Challenges:
1: In the forum thread about the VirtIO reset issue, why does robleady doubt that the 0.1.266-1 driver bundle fixes the problem? Answer in one to three sentences.
2: Repeat the forum thread about the VirtIO reset issue word for word, from "From the tags" to "will be missing.".

====== Text extract ======

Redhat VirtIO developers would like to coordinate with Proxmox devs re: "[vioscsi] Reset to device ... system unresponsive"

carl0s · Nov 24, 2024

The installer for 266 worked fine for me on ~4 Server 2022 machines.

itNGO · Nov 24, 2024

carl0s said:
The installer for 266 worked fine for me on ~4 Server 2022 machines.

You mean 266-2 I guess?

carl0s · Nov 24, 2024

itNGO said:
You mean 266-2 I guess?

No, 266-1. That's the latest I see on the fedorapeople site.

robleady · Nov 27, 2024

Can anyone confirm if the 0.1.266-1 driver bundle from the Fedora Download site is supposed to fix this issue?

I'm still seeing "Reset to device, \Device\RaidPort1, was issued." with this version, and having looked at the source RPMs, they don't appear to have all of the commits mentioned on Github.

carl0s · Nov 27, 2024

robleady said:
Can anyone confirm if the 0.1.266-1 driver bundle from the Fedora Download site is supposed to fix this issue?

I'm still seeing "Reset to device, \Device\RaidPort1, was issued." with this version, and having looked at the source RPMs, they don't appear to have all of the commits mentioned on Github.

oh, yes you're right. I'm not too sure which bits are most relvevant though. I switched my VMs to virtio block (which is viostor driver, right?) and all looks OK so far. Strangely only one of my systems was affected anyway. I saw it when opening the very large event log while it was installing windows updates.

https://github.com/virtio-win/kvm-guest-drivers-windows/pull/1196#issuecomment-2490465751

benyamin-codez commented last week

@vrozenfe Thanks for updating the tags, Vadim.
@MaxXor

I think it should at least have the SendSRB() and DPC fixes, refactoring, tracing improvements, etc.

Click to expand...

From the tags it looks like the cut-off was in the ides of October:
https://github.com/virtio-win/kvm-g...its/96b358e3137139d54459107ee8d76baa1a7401d3/
Notably, the viostor back-ported fixes will be missing.
Perhaps a prudent risk mitigation strategy should vioscsi prove to have regressions.

====== Supplied entries ======

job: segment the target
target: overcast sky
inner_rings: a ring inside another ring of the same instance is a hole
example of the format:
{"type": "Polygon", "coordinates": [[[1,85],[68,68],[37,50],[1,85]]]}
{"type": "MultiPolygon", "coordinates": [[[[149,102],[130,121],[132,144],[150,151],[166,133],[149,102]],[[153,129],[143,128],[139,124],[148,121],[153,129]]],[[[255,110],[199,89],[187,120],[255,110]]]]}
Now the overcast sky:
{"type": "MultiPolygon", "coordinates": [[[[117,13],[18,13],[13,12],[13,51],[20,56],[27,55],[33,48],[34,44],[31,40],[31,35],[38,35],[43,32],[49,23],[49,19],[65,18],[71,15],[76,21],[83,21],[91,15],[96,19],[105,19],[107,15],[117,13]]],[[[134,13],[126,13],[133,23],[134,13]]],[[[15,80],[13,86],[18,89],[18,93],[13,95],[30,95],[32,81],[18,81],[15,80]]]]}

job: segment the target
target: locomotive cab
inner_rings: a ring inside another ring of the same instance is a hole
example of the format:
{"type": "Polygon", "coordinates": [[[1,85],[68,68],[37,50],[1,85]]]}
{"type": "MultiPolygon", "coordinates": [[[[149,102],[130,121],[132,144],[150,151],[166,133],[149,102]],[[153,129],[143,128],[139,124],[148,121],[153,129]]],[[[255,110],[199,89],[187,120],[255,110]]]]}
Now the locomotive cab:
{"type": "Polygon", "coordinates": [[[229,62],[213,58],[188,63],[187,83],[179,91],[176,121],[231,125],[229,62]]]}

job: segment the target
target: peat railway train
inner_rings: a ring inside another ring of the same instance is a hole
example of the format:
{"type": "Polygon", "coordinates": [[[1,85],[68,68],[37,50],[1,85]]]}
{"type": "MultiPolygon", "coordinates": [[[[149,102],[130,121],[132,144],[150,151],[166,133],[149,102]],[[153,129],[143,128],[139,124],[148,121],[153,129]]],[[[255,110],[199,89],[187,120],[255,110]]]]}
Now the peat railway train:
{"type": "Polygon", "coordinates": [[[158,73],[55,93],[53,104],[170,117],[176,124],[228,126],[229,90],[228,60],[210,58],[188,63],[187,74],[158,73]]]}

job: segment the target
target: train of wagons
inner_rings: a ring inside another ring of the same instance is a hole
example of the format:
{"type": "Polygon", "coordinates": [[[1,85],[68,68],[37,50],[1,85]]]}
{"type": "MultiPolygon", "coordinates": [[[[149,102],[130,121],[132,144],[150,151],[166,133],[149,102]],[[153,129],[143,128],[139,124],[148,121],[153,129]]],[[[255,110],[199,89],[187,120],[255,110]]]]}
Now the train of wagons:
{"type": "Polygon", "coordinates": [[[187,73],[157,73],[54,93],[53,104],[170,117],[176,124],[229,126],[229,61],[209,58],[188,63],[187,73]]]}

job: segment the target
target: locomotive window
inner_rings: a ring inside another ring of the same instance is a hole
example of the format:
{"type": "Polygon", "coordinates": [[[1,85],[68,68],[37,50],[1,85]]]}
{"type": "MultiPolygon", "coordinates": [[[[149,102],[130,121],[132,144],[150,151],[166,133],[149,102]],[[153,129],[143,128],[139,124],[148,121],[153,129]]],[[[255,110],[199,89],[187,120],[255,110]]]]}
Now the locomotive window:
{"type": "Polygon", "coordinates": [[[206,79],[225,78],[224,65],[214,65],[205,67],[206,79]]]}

======
====== Supplied entries ======

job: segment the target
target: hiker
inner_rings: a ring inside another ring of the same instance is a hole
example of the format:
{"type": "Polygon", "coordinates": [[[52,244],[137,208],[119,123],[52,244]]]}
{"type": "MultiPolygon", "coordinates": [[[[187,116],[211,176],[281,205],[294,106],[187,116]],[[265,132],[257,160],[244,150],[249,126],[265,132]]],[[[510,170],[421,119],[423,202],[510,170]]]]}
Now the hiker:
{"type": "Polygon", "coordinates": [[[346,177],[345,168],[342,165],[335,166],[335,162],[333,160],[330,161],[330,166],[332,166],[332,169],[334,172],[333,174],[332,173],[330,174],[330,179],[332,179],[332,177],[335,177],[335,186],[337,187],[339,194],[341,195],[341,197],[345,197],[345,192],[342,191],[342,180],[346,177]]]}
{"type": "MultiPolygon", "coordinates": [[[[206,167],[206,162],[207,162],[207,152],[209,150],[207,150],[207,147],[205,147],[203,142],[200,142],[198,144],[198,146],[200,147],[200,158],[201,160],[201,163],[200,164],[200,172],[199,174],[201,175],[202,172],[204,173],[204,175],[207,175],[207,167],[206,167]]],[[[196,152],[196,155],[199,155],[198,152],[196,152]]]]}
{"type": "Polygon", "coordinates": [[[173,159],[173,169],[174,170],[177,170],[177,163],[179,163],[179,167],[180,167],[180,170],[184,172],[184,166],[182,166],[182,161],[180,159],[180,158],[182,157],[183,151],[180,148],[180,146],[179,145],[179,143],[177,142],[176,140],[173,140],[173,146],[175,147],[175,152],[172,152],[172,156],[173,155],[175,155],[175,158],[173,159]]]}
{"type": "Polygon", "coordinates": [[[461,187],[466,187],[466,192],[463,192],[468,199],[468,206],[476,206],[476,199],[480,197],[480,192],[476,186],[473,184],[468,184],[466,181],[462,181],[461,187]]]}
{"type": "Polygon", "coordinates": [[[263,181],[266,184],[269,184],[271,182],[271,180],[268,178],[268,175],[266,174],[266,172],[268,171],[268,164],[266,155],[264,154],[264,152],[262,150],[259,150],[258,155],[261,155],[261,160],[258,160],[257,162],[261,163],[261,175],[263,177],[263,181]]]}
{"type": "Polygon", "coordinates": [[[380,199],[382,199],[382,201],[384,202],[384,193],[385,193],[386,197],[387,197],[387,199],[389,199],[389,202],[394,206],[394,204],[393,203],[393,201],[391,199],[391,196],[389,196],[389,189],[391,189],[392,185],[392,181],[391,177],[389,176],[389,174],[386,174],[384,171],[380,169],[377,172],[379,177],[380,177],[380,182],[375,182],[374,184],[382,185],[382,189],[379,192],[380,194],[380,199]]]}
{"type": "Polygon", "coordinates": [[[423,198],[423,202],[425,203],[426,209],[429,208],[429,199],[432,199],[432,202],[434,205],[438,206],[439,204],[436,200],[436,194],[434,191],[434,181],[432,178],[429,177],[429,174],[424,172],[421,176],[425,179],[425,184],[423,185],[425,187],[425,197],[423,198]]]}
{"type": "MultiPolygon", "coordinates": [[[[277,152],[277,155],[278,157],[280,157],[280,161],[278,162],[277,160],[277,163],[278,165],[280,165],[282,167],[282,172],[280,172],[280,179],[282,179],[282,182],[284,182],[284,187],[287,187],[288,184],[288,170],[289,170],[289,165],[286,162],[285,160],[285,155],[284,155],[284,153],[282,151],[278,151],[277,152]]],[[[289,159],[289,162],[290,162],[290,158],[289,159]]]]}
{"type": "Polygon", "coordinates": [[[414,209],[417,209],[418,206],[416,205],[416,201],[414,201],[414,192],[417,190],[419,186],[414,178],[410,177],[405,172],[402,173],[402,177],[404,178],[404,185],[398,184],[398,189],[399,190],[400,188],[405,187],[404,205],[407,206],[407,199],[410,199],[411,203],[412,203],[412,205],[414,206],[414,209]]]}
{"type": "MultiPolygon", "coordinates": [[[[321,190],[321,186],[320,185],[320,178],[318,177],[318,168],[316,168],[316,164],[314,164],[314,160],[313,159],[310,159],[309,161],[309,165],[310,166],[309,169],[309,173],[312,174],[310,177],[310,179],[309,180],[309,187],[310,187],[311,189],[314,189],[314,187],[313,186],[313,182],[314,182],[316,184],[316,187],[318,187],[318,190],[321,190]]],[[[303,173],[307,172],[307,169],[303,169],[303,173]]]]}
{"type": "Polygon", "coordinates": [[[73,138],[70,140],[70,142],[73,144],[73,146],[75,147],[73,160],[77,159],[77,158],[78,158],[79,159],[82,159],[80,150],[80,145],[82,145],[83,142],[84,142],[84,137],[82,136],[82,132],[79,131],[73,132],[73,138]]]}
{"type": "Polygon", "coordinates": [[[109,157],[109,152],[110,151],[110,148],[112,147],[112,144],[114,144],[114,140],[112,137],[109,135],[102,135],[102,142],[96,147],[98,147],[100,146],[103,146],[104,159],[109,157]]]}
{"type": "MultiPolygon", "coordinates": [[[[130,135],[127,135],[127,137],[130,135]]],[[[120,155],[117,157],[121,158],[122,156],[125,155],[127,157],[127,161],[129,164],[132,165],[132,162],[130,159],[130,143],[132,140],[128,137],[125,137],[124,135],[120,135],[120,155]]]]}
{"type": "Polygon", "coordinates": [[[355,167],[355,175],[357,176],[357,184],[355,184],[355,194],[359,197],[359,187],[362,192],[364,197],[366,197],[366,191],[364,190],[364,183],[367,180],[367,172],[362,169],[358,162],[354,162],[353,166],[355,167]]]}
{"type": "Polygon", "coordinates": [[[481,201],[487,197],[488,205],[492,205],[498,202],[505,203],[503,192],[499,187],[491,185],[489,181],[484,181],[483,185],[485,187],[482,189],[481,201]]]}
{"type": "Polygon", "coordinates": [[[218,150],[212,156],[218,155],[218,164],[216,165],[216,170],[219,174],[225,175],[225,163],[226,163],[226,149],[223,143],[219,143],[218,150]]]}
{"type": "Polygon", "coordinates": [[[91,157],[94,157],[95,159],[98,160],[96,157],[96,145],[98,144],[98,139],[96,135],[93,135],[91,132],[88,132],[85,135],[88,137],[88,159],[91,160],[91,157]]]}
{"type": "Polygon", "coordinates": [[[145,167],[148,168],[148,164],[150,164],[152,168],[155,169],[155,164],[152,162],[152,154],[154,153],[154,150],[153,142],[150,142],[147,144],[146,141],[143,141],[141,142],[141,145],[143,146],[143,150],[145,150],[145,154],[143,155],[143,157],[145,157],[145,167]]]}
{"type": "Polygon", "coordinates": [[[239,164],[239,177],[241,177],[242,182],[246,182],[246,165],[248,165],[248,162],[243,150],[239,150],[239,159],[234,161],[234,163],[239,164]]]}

======

Solved tasks:
1: Robleady still sees "Reset to device, \Device\RaidPort1, was issued." with version 0.1.266-1. Robleady also looked at the source RPMs and found they don't appear to have all of the commits mentioned on Github.

2:
From the tags it looks like the cut-off was in the ides of October:
https://github.com/virtio-win/kvm-g...its/96b358e3137139d54459107ee8d76baa1a7401d3/
Notably, the viostor back-ported fixes will be missing.